** Begin Data for this task **

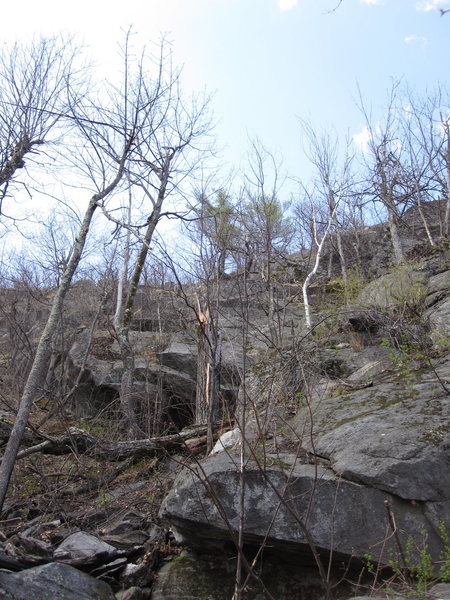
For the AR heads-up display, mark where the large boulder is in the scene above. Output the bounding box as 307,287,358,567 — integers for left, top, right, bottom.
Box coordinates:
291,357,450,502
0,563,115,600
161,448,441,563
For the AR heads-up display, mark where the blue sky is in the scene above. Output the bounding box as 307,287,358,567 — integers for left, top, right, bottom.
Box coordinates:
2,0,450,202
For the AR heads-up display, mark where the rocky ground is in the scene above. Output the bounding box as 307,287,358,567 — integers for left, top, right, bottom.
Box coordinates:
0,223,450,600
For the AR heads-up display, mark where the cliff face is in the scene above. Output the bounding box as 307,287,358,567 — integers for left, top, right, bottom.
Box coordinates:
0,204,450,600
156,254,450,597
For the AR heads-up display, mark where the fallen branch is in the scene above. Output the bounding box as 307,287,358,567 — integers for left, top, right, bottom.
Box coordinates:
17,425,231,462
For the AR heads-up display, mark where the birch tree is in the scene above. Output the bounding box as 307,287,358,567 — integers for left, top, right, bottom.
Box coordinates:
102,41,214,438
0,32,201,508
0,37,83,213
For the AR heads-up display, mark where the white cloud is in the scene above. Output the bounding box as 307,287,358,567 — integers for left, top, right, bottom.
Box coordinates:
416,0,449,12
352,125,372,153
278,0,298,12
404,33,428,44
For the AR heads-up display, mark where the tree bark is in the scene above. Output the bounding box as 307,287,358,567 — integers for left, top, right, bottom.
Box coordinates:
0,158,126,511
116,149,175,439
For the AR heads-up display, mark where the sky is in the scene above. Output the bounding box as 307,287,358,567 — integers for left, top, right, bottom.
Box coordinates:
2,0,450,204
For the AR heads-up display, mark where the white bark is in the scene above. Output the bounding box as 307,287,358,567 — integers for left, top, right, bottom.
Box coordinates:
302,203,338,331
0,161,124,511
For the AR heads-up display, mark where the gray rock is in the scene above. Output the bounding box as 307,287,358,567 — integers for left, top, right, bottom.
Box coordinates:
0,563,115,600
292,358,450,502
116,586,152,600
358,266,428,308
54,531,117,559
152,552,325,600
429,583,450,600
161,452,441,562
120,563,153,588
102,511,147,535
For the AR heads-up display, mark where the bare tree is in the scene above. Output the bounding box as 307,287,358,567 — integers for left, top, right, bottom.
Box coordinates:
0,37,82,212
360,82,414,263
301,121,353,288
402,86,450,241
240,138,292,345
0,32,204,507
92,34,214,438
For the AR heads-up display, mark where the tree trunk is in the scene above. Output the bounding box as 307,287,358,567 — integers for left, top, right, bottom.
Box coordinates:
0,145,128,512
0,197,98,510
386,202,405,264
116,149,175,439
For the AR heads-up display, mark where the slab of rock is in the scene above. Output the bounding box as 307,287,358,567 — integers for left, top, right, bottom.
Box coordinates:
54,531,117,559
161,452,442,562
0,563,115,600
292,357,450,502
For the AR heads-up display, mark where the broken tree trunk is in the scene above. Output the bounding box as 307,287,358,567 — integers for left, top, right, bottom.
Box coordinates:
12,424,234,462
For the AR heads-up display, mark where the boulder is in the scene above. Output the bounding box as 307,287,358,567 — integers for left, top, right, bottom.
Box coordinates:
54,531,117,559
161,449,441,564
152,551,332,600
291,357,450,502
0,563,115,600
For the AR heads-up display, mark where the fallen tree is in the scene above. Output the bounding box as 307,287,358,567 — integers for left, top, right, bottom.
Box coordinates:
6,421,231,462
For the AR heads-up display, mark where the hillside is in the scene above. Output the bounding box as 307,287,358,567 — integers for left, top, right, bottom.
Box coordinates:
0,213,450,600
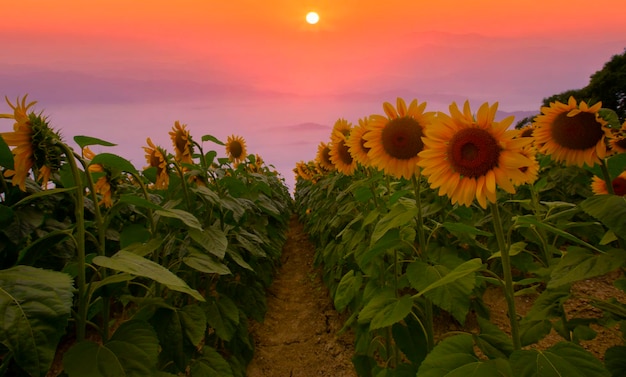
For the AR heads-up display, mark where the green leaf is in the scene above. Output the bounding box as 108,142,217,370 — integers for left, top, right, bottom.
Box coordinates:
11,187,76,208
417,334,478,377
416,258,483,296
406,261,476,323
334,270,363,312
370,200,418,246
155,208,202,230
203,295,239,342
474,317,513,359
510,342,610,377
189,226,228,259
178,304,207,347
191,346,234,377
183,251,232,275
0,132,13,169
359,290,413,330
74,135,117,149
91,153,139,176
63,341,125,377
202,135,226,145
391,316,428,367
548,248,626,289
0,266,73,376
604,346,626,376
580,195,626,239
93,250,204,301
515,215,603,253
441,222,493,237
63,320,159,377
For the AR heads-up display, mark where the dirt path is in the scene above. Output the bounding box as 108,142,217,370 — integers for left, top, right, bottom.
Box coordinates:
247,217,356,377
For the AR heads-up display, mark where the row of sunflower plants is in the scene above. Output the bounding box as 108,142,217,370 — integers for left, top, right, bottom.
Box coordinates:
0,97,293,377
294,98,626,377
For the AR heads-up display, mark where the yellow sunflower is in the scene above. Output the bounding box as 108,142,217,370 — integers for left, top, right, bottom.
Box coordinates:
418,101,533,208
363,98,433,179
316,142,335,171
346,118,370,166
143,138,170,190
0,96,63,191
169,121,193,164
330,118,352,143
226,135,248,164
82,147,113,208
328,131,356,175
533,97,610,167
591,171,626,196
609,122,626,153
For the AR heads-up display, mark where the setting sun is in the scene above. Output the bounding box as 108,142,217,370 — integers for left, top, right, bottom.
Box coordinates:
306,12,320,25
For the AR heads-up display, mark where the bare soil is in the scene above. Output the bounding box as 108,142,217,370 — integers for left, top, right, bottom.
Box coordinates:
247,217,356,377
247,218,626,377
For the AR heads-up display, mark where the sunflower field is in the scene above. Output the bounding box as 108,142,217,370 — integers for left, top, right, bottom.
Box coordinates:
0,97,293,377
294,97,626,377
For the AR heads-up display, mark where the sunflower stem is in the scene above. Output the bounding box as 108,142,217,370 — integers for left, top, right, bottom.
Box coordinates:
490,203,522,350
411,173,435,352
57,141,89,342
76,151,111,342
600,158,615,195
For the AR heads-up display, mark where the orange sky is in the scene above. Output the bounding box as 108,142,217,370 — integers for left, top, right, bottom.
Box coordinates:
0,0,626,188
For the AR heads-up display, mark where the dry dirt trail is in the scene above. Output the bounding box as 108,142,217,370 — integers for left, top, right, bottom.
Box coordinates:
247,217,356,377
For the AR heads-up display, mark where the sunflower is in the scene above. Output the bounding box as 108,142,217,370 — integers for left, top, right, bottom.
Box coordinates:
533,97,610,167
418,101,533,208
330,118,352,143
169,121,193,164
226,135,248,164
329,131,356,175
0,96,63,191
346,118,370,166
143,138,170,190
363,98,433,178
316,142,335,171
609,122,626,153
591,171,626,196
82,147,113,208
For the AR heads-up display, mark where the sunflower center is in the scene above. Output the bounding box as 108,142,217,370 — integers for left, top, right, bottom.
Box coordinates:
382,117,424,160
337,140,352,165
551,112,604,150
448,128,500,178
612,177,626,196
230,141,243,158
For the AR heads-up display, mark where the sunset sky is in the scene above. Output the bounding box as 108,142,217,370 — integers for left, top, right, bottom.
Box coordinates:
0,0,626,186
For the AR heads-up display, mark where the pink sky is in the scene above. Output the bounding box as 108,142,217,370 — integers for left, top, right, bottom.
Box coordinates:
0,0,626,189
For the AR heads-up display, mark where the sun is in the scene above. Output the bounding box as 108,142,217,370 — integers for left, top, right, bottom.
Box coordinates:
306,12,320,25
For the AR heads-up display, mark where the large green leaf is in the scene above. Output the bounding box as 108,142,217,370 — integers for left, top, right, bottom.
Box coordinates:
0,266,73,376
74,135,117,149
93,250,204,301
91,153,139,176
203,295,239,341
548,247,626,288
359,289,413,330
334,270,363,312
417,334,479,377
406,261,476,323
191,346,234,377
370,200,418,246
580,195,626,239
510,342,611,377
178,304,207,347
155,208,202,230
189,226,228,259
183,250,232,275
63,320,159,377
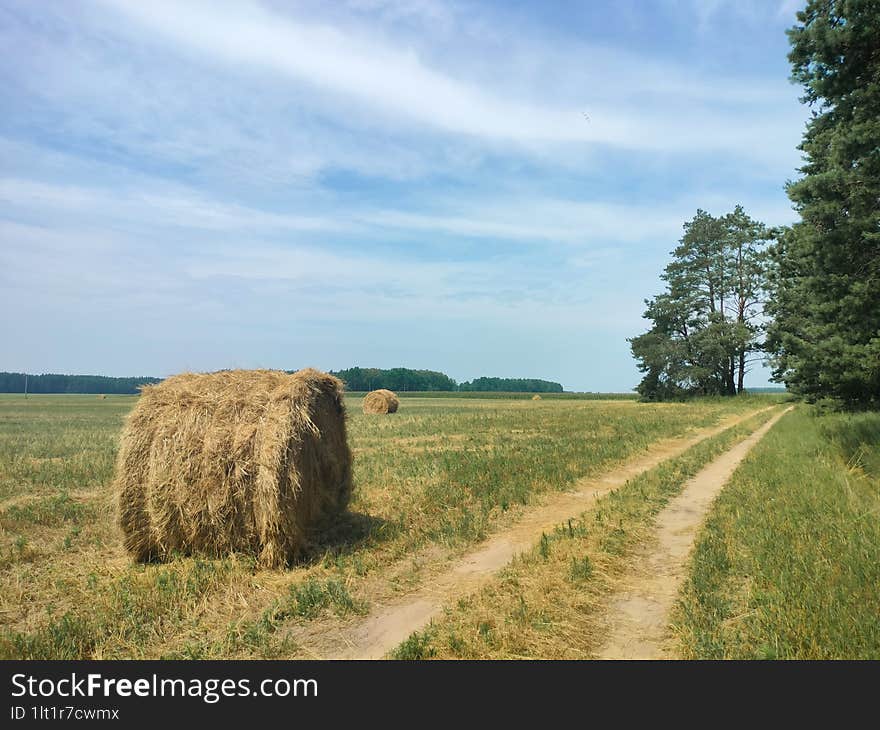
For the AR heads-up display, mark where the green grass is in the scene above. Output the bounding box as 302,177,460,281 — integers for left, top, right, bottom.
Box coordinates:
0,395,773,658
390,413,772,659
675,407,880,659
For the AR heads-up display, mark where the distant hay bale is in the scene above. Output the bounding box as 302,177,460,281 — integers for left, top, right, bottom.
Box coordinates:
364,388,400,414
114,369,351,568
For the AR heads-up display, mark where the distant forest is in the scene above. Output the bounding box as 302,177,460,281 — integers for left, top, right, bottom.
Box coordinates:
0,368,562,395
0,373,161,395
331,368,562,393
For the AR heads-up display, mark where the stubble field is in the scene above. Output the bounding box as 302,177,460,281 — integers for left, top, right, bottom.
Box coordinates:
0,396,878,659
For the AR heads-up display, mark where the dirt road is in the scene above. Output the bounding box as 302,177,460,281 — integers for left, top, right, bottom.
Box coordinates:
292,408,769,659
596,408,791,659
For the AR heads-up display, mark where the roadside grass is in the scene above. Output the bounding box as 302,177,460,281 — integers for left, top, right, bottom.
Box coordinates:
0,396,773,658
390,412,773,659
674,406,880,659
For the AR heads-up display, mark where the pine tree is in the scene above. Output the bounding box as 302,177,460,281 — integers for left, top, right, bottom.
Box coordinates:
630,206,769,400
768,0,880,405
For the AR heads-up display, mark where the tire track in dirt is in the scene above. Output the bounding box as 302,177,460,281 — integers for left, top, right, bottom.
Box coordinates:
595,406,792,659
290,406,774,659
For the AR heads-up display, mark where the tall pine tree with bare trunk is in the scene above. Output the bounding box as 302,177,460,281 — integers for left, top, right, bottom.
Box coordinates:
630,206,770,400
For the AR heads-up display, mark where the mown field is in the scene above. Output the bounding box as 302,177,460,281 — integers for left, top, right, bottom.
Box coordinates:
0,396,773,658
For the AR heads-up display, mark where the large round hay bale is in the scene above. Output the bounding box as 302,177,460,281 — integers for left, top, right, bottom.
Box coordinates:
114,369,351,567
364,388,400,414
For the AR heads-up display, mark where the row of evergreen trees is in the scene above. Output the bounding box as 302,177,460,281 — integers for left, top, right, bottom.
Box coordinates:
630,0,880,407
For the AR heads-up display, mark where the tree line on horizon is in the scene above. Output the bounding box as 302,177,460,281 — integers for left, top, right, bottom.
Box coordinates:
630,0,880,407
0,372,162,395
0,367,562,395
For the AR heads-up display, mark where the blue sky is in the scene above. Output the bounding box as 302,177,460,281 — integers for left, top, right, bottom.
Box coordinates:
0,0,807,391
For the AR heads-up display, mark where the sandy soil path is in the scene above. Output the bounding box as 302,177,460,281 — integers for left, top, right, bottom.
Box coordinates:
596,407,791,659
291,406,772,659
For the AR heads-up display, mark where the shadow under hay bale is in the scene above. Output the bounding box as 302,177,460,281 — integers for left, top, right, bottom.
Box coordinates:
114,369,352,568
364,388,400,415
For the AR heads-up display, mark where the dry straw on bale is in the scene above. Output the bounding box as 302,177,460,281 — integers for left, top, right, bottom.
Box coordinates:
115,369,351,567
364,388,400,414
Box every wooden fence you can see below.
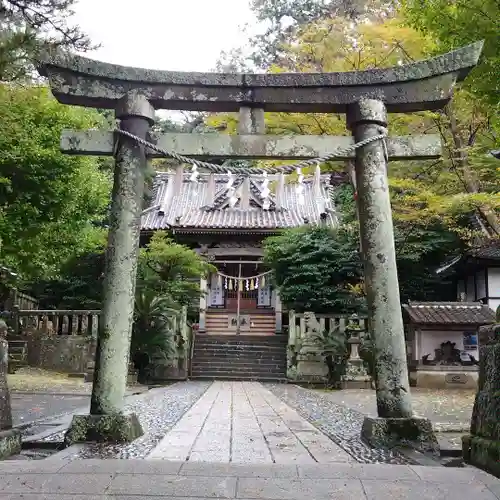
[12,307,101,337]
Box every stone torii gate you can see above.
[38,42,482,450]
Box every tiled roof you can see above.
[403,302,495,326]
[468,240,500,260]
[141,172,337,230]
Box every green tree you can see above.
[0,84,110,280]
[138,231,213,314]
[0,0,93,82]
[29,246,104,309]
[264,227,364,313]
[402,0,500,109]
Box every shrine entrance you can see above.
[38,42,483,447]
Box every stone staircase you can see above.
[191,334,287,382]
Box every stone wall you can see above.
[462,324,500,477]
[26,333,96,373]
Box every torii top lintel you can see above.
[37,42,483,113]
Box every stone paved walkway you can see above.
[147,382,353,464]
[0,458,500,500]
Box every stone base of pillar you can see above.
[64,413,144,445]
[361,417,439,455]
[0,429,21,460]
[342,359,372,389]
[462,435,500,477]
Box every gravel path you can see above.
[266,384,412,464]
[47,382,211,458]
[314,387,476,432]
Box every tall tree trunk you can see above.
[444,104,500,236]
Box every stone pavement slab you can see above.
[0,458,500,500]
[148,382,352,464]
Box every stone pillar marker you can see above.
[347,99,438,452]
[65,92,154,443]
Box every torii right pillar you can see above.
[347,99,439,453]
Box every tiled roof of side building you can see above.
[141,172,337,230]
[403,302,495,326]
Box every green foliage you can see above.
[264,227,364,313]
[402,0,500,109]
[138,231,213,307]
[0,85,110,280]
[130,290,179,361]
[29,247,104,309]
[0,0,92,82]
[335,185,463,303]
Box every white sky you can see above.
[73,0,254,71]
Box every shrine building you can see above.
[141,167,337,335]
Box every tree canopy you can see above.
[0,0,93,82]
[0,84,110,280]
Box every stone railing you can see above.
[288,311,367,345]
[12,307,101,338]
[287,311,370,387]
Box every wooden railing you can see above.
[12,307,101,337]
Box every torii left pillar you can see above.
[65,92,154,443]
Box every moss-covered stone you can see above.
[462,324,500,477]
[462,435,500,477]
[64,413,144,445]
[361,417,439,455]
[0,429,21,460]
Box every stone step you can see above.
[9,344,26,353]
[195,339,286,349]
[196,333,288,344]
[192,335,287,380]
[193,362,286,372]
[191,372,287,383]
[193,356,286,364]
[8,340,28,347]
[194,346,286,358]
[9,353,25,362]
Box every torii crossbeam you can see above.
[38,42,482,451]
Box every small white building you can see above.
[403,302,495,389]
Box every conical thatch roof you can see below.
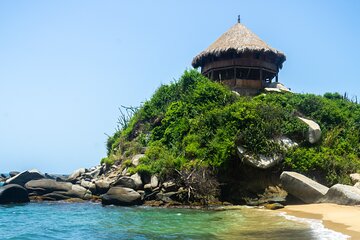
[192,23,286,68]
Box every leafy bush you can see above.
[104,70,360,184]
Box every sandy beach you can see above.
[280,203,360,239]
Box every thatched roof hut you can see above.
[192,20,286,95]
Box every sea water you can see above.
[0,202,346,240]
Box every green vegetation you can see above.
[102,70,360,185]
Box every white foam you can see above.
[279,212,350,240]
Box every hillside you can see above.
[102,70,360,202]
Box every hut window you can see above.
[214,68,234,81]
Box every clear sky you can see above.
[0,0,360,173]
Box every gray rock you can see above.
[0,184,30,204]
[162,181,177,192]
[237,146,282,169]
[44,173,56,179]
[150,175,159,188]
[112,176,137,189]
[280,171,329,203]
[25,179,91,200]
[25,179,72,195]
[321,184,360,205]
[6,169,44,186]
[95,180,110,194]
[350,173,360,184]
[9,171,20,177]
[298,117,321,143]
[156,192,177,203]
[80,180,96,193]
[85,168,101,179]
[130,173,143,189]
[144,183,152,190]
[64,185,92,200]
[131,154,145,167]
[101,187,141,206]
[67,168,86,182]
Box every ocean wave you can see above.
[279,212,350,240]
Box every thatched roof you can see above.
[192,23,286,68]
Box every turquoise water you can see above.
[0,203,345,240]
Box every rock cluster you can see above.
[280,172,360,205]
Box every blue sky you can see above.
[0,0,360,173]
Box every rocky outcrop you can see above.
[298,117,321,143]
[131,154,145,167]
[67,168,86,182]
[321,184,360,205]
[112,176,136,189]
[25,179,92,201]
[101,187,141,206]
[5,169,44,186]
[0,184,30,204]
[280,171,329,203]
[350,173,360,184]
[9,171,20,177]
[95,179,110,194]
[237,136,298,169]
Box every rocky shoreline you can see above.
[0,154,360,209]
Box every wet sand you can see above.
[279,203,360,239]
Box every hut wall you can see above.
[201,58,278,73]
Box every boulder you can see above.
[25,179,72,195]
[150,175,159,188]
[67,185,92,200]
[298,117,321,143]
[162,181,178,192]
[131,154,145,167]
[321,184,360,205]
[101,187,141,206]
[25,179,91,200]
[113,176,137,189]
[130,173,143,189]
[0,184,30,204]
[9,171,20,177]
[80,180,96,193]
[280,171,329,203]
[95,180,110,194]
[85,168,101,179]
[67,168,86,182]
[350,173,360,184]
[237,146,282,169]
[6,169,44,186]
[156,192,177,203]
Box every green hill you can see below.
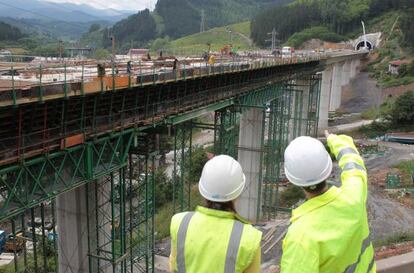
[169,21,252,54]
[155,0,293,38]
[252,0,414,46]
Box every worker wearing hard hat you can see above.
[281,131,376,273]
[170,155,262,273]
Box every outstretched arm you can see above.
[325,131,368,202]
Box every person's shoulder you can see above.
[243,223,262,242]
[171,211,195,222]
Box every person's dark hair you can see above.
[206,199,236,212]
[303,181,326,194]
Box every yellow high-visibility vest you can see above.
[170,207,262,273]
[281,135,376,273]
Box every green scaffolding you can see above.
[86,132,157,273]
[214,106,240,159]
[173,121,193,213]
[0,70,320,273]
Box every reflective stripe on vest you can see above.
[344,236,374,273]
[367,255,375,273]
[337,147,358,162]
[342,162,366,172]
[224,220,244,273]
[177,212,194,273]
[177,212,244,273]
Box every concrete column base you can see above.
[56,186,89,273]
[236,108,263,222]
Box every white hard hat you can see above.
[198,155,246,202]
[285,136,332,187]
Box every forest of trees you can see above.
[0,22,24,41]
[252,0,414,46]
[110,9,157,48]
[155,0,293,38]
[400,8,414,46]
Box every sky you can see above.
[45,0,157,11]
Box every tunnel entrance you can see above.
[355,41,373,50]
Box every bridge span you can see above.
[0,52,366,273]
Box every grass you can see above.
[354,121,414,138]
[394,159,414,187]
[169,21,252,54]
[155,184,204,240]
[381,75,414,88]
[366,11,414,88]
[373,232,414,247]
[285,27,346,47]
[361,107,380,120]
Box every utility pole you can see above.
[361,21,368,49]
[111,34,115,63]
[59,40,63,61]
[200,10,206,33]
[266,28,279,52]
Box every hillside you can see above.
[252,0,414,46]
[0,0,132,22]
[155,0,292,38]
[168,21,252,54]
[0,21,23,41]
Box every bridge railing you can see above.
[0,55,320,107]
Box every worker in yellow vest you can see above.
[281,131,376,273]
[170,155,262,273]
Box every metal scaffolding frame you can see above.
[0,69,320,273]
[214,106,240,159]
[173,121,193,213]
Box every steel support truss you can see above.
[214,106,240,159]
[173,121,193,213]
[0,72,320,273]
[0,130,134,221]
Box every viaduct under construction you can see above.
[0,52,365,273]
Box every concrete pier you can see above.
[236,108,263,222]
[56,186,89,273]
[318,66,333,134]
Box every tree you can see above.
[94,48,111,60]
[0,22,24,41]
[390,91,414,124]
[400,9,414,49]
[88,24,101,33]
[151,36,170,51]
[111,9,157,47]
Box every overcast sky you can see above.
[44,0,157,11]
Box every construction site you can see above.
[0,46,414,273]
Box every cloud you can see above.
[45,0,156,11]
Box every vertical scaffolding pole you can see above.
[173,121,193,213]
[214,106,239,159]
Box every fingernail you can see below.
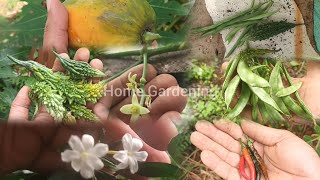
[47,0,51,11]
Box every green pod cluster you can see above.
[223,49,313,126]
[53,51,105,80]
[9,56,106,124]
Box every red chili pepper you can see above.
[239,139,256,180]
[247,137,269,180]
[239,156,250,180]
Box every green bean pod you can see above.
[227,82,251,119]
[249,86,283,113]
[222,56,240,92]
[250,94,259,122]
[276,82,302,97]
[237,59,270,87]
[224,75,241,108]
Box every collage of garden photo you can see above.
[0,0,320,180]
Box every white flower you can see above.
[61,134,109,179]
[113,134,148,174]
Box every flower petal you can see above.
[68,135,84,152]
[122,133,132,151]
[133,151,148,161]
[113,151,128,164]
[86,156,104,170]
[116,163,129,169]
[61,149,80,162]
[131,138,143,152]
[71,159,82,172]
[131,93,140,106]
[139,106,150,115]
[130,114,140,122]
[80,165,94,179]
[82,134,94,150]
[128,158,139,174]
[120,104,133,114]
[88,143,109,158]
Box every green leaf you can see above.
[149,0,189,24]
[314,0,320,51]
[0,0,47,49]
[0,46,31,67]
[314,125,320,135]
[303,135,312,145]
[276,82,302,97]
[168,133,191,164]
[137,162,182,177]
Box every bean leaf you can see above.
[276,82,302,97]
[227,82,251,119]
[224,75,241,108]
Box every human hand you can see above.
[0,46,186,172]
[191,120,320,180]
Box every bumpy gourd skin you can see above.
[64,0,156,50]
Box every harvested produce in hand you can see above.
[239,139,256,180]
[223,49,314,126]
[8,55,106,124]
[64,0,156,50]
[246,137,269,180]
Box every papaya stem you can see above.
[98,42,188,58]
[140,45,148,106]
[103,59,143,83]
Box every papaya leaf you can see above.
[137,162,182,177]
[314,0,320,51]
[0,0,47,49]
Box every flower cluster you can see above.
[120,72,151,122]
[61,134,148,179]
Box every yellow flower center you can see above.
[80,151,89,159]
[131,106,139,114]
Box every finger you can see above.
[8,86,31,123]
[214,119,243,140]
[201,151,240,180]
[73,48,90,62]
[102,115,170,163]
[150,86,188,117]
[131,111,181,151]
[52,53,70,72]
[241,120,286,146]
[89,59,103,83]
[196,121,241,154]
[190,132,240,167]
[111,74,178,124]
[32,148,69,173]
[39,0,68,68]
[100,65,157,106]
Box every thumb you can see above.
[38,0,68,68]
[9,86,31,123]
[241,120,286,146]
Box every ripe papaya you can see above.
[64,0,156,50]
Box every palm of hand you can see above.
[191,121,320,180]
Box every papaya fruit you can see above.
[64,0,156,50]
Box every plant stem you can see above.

** End Data for this task **

Reproduce every line from the one containing "Box every vertical" down to the one containing "[9,56,106,124]", including both of those lines, and leave out any pictures.

Box every vertical scaffolding pole you can see above.
[173,121,193,213]
[214,106,239,159]
Box every fingernail you can see below.
[47,0,51,11]
Box every green pod cluster you can see above.
[223,49,313,126]
[53,51,105,80]
[9,56,106,124]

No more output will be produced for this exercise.